### [Short problem]
Copy the lines from the one containing "Put a single dot on each instance of the windshield in" through the last line, inclusive, and scale every dot coordinate by 1.9, rounding to whole numbers with halves going up. Leave all other text, including the sample coordinates in the requests, unchanged.

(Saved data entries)
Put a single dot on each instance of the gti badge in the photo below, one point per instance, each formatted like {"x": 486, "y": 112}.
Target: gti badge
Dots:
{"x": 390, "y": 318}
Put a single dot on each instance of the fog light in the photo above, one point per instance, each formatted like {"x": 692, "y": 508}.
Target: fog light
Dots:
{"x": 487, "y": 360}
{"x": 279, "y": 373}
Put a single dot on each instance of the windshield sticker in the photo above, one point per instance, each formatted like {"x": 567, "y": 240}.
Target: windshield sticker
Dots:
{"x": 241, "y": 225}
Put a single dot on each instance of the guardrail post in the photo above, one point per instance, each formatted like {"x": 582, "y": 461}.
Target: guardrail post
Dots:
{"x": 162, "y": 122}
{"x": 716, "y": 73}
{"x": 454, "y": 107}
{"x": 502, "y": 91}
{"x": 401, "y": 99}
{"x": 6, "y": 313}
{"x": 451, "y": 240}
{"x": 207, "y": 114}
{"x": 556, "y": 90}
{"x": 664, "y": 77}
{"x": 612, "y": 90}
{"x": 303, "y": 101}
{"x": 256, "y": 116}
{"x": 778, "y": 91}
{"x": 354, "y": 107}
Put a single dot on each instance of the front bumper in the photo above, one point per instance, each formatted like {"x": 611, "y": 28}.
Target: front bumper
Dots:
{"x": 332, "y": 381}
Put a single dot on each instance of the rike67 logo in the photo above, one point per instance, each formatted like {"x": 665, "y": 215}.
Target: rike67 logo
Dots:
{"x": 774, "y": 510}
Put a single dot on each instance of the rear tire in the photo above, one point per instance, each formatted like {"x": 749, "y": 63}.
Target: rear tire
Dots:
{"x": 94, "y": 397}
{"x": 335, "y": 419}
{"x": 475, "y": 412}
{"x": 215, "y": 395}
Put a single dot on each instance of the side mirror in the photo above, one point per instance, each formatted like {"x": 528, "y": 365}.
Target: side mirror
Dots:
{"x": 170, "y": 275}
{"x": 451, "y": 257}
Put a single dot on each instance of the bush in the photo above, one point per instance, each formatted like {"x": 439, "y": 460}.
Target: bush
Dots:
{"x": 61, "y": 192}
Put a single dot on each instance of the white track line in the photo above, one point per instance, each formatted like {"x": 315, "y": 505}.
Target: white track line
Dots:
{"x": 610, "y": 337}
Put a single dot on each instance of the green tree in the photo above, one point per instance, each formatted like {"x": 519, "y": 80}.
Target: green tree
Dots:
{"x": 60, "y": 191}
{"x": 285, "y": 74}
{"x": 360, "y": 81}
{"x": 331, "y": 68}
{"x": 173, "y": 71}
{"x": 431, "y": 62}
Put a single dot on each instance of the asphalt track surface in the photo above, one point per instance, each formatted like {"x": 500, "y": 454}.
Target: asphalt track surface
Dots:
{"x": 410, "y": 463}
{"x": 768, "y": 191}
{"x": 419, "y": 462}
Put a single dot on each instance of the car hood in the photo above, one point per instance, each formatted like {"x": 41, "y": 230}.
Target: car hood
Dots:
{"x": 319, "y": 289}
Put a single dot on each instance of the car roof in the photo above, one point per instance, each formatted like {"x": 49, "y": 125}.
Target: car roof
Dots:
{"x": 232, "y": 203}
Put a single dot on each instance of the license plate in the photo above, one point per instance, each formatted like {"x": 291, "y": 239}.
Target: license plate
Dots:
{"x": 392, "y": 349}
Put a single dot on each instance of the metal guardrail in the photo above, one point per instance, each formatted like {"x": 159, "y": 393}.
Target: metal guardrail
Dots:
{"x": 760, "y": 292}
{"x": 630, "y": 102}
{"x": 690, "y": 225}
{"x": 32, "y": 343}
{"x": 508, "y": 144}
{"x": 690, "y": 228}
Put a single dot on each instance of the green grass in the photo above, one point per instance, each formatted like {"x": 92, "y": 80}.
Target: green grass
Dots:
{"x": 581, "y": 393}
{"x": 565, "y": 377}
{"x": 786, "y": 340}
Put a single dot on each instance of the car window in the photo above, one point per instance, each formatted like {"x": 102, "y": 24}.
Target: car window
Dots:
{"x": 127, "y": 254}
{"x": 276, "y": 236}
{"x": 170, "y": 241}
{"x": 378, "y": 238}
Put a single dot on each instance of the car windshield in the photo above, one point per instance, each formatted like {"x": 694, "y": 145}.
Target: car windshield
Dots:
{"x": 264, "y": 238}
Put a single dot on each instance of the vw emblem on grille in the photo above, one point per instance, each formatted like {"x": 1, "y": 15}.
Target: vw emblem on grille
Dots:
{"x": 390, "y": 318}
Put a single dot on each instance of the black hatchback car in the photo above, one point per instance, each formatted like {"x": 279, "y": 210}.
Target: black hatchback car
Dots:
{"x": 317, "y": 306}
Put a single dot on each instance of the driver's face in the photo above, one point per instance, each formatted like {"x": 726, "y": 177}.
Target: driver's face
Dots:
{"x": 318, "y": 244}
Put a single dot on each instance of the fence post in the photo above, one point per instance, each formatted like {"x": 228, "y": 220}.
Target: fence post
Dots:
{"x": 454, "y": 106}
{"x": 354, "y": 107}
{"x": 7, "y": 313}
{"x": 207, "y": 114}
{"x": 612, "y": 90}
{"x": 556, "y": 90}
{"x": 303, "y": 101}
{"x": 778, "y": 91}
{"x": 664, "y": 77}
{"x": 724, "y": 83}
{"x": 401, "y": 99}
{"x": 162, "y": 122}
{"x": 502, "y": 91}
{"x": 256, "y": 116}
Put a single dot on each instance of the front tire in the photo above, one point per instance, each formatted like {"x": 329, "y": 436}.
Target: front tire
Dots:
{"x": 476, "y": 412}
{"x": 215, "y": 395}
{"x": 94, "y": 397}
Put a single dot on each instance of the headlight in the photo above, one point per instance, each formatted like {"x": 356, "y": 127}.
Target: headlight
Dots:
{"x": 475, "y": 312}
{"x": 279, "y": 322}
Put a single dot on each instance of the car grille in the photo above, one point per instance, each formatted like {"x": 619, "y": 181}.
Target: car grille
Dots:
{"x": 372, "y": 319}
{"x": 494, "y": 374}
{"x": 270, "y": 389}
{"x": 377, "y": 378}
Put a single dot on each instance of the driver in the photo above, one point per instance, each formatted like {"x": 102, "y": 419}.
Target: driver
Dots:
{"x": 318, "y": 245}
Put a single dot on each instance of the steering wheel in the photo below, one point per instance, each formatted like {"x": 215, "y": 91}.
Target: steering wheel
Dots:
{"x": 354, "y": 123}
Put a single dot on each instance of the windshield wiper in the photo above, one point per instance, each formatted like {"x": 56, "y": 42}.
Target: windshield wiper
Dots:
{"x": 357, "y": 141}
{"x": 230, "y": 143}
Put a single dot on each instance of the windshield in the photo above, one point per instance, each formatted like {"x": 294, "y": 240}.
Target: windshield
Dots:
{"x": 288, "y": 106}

### [Answer to this exercise]
Put a single dot on each instance of the windshield in the photo above, one point per instance, each formatted like {"x": 294, "y": 240}.
Target: windshield
Dots:
{"x": 547, "y": 201}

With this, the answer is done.